Le billet qui suit a été écrit le soir où Mr Hollande s’est prononcé devant le Congrès !

Je n’ai pas voulu le publier parce que nous étions trop près des Régionales avec le danger du vote pour l’extrême droite qui s’annonçait .

Je le publie aujourd’hui et n’y change rien compte tenu que tous les faits qui se sont produits depuis confortent en quelque sorte les idées que j’y développais alors et que j'avais intitulé :

Douleur oui ! Essentiellement ! Colère aussi ! Tout aussi essentiel !

 Et qui poursuivait :

Mais que pourra-t-on réussir si, puisque Mr Valls s’y refuse, on ne veut pas regarder en face, le terreau que nous avons laissé créer depuis des décennies et qui a conduit à la perdition de nos jeunes (oui nos jeunes car tous sont français qu’on le veuille ou non ) qui se sont laissés aveugler par ceux qui leur laissaient penser qu’avec eux « ils deviendraient quelqu’un de reconnu » ce à quoi ils aspireraient jusque là, mais qu’ils attendaient de nous, leur pays, la France .

 

Tous nos politiques divers ne peuvent pas nous aveugler à nous. Ils avaient depuis des décennies dans tout le monde de la musique qu’aiment et que font nos jeunes les appels à l’aide sous forme de révolte.

[Lignes de données]
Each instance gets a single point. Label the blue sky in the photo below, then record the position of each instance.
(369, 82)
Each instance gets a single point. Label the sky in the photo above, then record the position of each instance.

[Exercice demandé 1]
Répondez à ces questions d'après le billet :
(a) Devant quelle assemblée Mr Hollande s'est-il prononcé le soir où le billet a été écrit ?
(b) De quelles élections était-on trop près pour publier le billet ?
(c) Sous quelle forme les appels à l'aide des jeunes se trouvaient-ils dans leur musique ?
[Exercice demandé 2] Traduisez en anglais cette phrase du billet : « Je n’ai pas voulu le publier parce que nous étions trop près des Régionales avec le danger du vote pour l’extrême droite qui s’annonçait. »
[Exercice demandé 3] Écrivez la suite du billet, à partir de sa dernière phrase.
La liste ci-dessus vient d'une autre source.

[Réponse 1]
(a) Devant le Congrès.
(b) Des Régionales.
(c) Sous forme de révolte.

[Réponse 2] I did not want to publish it because we were too close to the regional elections, with the looming danger of a vote for the far right.

[Réponse 3]
Alors que Monsieur CHIRAC se permettait de dire que leurs quartiers de banlieue « puent », dans les années 1995, au moment de la révolte, voici ce qu’ils écrivaient et chantaient :

 

NTM en 1995 :

Qu’es-ce qu’on attend ? Dorénavant la rue ne pardonne plus/Nous n’avons rien à perdre car nous n’avons jamais rien eu/A votre place je ne dormirai pas tranquille/La bourgeoisie peut trembler, les cailleras sont dans la ville/Pas pour faire la fête. Qu’est-ce qu’on attend pour foutre le feu/Allons à l’Elysée, brûler les vieux et les vieilles, faut bien qu’un jour ils payent.

 

A ce temps là ils mettaient leurs paroles de désenchantement et de ressenti de l’injustice sociale dans leur musique. Les habitants des quartiers se retrouvent dans les paroles. Pas les politiques, d’où des procès qui ne régleront rien sinon aggraver leur mal être et leur idée qu’on les met bien en marge de la société.

 

En 1999, la police ne parvient pas  à freiner l’ envie de révolution des rappeurs. Le groupe 113 sort son premier album « les princes de la ville » un tourbillon : disque de platine, 2 victoires de la musique. L’un des membres du groupe dit : « c’était compliqué à gérer mais on était dans notre rôle. On parlait pour nos potes, ceux qui restent dans le hall, les sans-voix - ou les sans-dents ? - . On avait la chance d’être médiatisé, donc on pouvait parler des bavures policières, de la violence. Il ajoute, « c’est toujours pareil : plus tu parles fort, plus on t ‘écoute. On n’était pas des révolutionnaires de studio, mais des hauts-parleurs ».On peut lire dans un des textes de 1999 : «  A la moindre occasion, dès qu’tu l’peux, faut les baiser/ils veulent stopper les pauvres qui prennent l’oseille des plus aisés/L’honneur est en jeu, prend tes couilles, faut pas hésiter/On est d’mauvaise humeur. »

 

En 2005, Sarkozy en matamore qu’il se prétend être veut nettoyer au Karcher les quartiers. Le soulèvement arrive en octobre avec la mort de Zyed et Bouna qui aboutira au non lieu, cette année 2015, 10 ans après, pour les policiers qui ne leur ont pas porté assistance.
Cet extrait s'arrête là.